:: LESETEXT ::
Ägypten blieb auch nach der Niederschlagung der Urabi-Bewegung besetzt. Es kam zur Britischen Herrschaft in Ägypten die bis 1922 währte. Die letzten britischen Truppen verließen Ägypten sogar erst nach dem Zweiten Weltkrieg. Allerdings vermied Gladstone eine offene britische Kolonialherrschaft und installierte mit Generalkonsul Evelyn Baring, dem späteren Lord Cromer einen Berater, der den Khediven lenkte.

In der Schlacht von Tel-el-Kebir wurde die ägyptische Armee vernichtend geschlagen. Am 20. Dezember 1882 wurde sie endgültig aufgelöst. Sie wurde nun unter dem Kommando eines britischen Oberbefehlshabers, des Sirdar, neu aufgebaut.

Die Wirren in Ägypten im Zuge der Urabi-Bewegung und der Besetzung Ägyptens durch Großbritannien begünstigten die Ausbreitung der Idee des Mahdi Muhammad Ahmad im ägyptisch besetzten Sudan. Der daraus resultierende Mahdi-Aufstand gilt als der erste erfolgreiche Aufstand eines afrikanischen Landes gegen den Kolonialismus und führte am Ende des 19. Jahrhunderts zur Bildung eines eigenen Staates.
:::
:: INHALT DES DATENSATZES ::
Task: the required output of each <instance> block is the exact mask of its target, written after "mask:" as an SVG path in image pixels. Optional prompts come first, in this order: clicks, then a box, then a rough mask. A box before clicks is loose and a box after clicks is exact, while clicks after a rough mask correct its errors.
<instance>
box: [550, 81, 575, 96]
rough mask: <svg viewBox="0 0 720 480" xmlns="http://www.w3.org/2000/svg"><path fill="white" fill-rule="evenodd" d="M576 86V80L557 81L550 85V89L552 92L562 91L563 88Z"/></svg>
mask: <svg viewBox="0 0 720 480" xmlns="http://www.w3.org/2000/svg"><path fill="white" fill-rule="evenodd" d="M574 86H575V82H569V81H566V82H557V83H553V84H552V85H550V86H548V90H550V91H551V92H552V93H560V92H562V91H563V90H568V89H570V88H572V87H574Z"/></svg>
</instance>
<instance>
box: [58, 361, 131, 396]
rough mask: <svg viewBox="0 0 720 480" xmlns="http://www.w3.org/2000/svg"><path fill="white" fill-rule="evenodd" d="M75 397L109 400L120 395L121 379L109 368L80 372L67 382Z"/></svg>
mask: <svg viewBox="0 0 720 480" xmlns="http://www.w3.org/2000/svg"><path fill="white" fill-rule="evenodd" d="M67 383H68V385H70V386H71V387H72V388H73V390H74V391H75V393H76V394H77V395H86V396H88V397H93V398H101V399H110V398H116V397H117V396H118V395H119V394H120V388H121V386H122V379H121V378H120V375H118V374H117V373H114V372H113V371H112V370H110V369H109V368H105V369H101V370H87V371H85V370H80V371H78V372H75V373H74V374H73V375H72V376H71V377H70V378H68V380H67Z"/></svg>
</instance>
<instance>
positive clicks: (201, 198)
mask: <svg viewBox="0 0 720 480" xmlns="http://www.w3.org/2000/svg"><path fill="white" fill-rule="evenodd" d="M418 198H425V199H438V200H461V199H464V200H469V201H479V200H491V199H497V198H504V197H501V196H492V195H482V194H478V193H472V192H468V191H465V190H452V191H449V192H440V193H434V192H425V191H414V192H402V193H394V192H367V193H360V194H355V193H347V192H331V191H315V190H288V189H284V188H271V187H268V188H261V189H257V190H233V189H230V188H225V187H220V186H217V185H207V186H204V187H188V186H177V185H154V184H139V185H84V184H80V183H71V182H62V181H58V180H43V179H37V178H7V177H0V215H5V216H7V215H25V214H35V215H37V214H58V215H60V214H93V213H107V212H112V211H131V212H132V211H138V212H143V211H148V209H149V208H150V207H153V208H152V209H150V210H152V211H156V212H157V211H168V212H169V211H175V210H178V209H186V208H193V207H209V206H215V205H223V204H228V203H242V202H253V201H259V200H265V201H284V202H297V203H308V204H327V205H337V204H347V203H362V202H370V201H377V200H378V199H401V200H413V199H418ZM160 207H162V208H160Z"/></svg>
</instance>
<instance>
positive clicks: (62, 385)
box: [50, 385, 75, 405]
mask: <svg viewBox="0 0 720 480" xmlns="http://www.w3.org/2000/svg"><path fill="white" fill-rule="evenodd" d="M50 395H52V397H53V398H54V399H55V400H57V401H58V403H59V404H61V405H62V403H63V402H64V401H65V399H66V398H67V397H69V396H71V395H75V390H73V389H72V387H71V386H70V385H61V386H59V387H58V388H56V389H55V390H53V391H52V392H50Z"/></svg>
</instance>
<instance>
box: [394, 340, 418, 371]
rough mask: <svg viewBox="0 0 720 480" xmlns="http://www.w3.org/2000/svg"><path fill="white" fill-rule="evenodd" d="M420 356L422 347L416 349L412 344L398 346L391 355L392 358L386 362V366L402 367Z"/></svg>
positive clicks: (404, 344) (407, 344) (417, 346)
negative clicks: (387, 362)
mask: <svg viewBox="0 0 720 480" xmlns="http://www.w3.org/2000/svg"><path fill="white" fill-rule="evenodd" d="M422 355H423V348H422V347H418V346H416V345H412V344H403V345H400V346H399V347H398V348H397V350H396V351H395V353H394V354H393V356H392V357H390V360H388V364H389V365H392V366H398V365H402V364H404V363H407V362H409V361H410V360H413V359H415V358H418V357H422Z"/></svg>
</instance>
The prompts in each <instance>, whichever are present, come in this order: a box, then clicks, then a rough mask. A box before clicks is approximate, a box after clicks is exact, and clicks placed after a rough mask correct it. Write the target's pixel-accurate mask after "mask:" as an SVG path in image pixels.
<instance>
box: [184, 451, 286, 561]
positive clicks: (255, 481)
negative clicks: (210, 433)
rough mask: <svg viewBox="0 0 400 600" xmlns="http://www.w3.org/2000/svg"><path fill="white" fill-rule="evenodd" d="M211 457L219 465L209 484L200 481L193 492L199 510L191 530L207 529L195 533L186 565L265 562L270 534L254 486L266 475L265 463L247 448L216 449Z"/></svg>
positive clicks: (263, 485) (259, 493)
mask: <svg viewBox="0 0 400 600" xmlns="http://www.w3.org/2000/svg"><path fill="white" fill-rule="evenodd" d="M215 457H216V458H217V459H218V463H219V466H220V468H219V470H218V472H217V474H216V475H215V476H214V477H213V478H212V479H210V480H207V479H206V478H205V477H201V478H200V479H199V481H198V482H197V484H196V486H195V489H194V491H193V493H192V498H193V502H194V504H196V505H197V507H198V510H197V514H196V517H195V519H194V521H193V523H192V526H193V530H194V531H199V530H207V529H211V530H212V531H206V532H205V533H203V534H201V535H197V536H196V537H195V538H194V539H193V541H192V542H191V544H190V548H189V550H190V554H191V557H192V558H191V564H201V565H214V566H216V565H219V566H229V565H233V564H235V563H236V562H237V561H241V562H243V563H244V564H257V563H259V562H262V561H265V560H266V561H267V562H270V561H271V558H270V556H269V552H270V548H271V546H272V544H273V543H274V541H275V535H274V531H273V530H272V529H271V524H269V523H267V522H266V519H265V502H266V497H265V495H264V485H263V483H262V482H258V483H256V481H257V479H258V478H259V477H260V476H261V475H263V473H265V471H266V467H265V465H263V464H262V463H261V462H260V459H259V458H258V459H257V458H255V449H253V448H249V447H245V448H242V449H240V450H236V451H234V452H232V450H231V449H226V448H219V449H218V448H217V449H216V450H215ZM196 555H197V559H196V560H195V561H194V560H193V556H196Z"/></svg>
:::
DEINE AUFGABEN:
**a.** Was begünstigte nach dem Text über die britische Besetzung Ägyptens die Ausbreitung der Idee des Mahdi Muhammad Ahmad im Sudan? Erkläre es in ein bis drei Sätzen.
**b.** An welchem Tag wurde die ägyptische Armee laut dem Text über die britische Besetzung Ägyptens endgültig aufgelöst?
**c.** Führe den Text über die britische Besetzung Ägyptens im Anschluss an seinen letzten Satz weiter.

ANTWORTLISTE:
**a.** Die Ausbreitung wurde durch die Wirren in Ägypten begünstigt, die im Zuge der Urabi-Bewegung und der Besetzung Ägyptens durch Großbritannien entstanden waren. Daraus ging der Mahdi-Aufstand im ägyptisch besetzten Sudan hervor.

**b.** Am 20. Dezember 1882.

**c.**
Bis zur Urabi-Bewegung und zum Mahdi-Aufstand gehörten Eritrea und Somaliland zu Ägypten. Durch den Verlust der Verbindung zu diesen Gebieten im Zuge des Aufstandes, gelang es den europäischen Kolonialmächten, diese Länder zu besetzen.

Siehe auch

Literatur

  • Ulrich Haarmann: Geschichte der Arabischen Welt. Herausgegeben von Heinz Halm. 4. überarbeitete und erweiterte Ausgabe. C. H. Beck, München 2001, ISBN 3-406-47486-1, (Beck's historische Bibliothek).
  • Rudolph Peters: Islam and Colonialism. The Doctrine of Jihad in Modern History. Mouton Publishers, The Hague u. a. 1979, ISBN 3-11-010022-3, (Religion and society 20), S. 74–84.
  • Thomas Archer: The War in Egypt and the Soudan. 4 Volumes. Blackie, London 1886.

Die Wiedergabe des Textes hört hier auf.